■ Saved data entries:
↓

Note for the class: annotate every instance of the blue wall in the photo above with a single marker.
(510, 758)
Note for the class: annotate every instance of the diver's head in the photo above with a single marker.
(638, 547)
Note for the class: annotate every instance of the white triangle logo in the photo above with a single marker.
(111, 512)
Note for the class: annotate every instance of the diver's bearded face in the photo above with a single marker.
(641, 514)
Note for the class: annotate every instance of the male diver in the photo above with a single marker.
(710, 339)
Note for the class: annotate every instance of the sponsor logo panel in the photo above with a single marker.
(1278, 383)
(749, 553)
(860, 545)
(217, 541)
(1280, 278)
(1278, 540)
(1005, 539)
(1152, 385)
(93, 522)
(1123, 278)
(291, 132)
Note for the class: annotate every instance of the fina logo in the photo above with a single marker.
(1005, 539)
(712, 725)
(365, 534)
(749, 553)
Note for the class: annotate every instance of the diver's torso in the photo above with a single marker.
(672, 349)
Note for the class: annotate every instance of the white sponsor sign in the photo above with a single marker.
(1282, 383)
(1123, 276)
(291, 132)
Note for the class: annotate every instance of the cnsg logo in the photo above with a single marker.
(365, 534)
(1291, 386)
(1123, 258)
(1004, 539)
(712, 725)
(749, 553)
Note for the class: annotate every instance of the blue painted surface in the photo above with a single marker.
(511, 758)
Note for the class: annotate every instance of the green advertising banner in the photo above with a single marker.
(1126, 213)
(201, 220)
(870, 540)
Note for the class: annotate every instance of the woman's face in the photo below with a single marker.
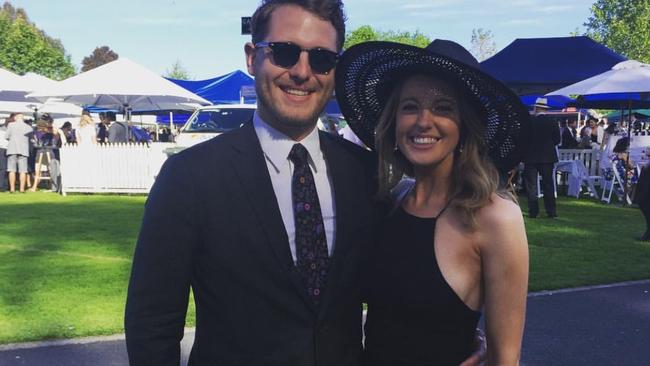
(427, 122)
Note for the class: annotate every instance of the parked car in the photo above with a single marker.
(209, 121)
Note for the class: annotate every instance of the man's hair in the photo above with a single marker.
(474, 178)
(329, 10)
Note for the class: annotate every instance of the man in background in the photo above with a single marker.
(18, 135)
(570, 135)
(3, 156)
(118, 132)
(540, 159)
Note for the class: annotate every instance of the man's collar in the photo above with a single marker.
(276, 145)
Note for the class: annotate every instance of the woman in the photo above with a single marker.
(624, 166)
(86, 134)
(454, 245)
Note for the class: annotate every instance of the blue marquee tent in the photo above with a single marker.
(231, 88)
(225, 89)
(541, 65)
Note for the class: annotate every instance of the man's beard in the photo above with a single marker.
(290, 122)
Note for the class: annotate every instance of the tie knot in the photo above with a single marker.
(299, 155)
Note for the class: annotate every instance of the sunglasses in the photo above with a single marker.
(287, 54)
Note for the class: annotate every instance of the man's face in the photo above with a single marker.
(290, 99)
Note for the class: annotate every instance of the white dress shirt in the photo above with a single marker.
(276, 147)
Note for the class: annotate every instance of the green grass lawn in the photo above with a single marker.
(65, 261)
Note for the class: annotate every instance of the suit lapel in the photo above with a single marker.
(252, 172)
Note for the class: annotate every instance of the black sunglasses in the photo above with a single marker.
(287, 54)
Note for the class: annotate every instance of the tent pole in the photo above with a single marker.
(626, 189)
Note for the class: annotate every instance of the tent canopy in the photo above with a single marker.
(541, 65)
(224, 89)
(120, 84)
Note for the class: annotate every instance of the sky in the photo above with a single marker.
(205, 35)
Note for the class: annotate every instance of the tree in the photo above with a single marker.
(483, 45)
(367, 33)
(26, 48)
(178, 72)
(100, 56)
(622, 25)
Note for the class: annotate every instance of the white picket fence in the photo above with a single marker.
(111, 168)
(589, 157)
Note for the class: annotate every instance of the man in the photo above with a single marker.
(220, 219)
(102, 130)
(266, 223)
(540, 158)
(569, 135)
(3, 156)
(118, 132)
(19, 134)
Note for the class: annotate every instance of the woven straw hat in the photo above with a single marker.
(367, 72)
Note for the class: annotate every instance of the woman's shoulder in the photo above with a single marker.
(501, 217)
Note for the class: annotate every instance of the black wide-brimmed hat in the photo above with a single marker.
(367, 73)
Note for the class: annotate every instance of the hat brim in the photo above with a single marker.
(367, 72)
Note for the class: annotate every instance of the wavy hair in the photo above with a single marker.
(474, 178)
(330, 10)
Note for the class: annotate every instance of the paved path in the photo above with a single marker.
(604, 325)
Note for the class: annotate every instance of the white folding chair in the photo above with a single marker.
(587, 180)
(611, 184)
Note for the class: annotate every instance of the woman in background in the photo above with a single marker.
(86, 133)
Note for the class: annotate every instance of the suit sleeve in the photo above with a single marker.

↑

■ Exercise objective:
Please rewrite the records above, replacing "a single marker" with "one point" and changing nothing else. Omit the pictures from your answer.

■ Final answer:
Note for the class: annotate every instance of the blue wall in the photo above with one point.
(510, 758)
Note for the class: annotate every instance of the diver's head in the photo above with one point.
(638, 547)
Note for the class: annotate every instance of the white triangle logo in the photo above with one point.
(111, 512)
Note for the class: annotate every instance of the diver's bearded face in the photo above with one point.
(641, 514)
Note for the class: annotate every instance of the male diver in the photo above with one point.
(710, 339)
Note for the class: annotate every instance of the sponsor logo panel in the photo above with one point.
(1278, 383)
(749, 553)
(860, 545)
(217, 541)
(1280, 278)
(1278, 540)
(1005, 539)
(1152, 385)
(93, 522)
(1123, 278)
(291, 132)
Note for the class: annotate every instance of the fina logo in the photo above with one point.
(1005, 539)
(712, 725)
(365, 534)
(749, 553)
Note for the class: annotate every instance of the diver's torso in the photo above with one point.
(672, 349)
Note for the class: annotate every instance of the white sponsor sign in the photo above with one point.
(1282, 383)
(1123, 276)
(291, 132)
Note for the class: annotate every instance of the cnsg logo in the photo above with one point.
(365, 534)
(1291, 386)
(1123, 258)
(1004, 539)
(712, 725)
(749, 553)
Note for the class: annotate every instance of the blue painted surface in the photo above with one point.
(511, 758)
Note for the class: annotate every instance of the green advertising banner in the photo above with one point.
(1126, 213)
(201, 220)
(870, 540)
Note for the class: annotate every instance of the woman's face in the photo below with one point.
(427, 122)
Note for the class: annotate every instance of the parked car in the photo above with one point.
(209, 121)
Note for the class: annotate every instance of the man's hair in the photo above with one point.
(474, 178)
(329, 10)
Note for the class: annotate every instance of the man in background in the photo above with one point.
(18, 135)
(570, 135)
(3, 156)
(118, 132)
(540, 159)
Note for the class: annotate every instance of the man's collar in the photo above with one point.
(276, 145)
Note for the class: annotate every instance of the woman in the photo above with one point.
(624, 166)
(86, 134)
(454, 245)
Note for the class: annotate every instance of the blue marquee tent in the photo above with one point.
(231, 88)
(225, 89)
(541, 65)
Note for the class: annotate every instance of the man's beard in the photo above with one point.
(290, 122)
Note for the class: annotate every instance of the tie knot in the photo above with one point.
(299, 155)
Note for the class: annotate every instance of the sunglasses in the photo above with one point.
(287, 54)
Note for the class: annotate every instance of the man's face in the photo above with one point.
(290, 99)
Note for the class: annotate every instance of the white dress shirt in the photo above with one point.
(276, 147)
Note for the class: annotate every instance of the green grass lawn in the photo above with one point.
(65, 261)
Note for the class: annotate every instance of the suit lapel in the photo above with one point.
(252, 172)
Note for the class: annotate every instance of the black sunglasses in the photo above with one point.
(287, 54)
Note for the class: annotate every instance of the tent pole in the photo above with one point.
(626, 189)
Note for the class: annotate every instance of the tent canopy in the photo above with one point.
(541, 65)
(224, 89)
(120, 84)
Note for the class: annotate every instance of the sky in the photo above with one point.
(205, 35)
Note for the class: annotate every instance of the tree in the photo above with one point.
(483, 45)
(367, 33)
(26, 48)
(178, 72)
(100, 56)
(622, 25)
Note for the class: annotate every instance of the white picket fence in the photo above with one point.
(111, 168)
(589, 157)
Note for the class: annotate every instance of the man in the photo above with one point.
(220, 219)
(102, 130)
(266, 223)
(540, 158)
(569, 135)
(3, 156)
(118, 132)
(19, 134)
Note for the class: annotate every instance of the woven straw hat in the photo above with one point.
(367, 72)
Note for the class: annotate every instance of the woman's shoulder in the photo above with one point.
(501, 217)
Note for the class: annotate every instance of the black wide-brimmed hat in the photo above with one point.
(367, 73)
Note for the class: annotate every instance of the hat brim in the photo above with one point.
(367, 72)
Note for the class: annotate every instance of the wavy hair in the photo above with one point.
(474, 178)
(330, 10)
Note for the class: annotate every instance of the paved path in the photo above with one point.
(604, 325)
Note for the class: annotate every instance of the white folding chair in the photo above with one point.
(587, 180)
(611, 184)
Note for the class: annotate every instance of the woman in background in the photo above with one point.
(86, 133)
Note for the class: annotate every instance of the suit sleeve in the photo above with one point.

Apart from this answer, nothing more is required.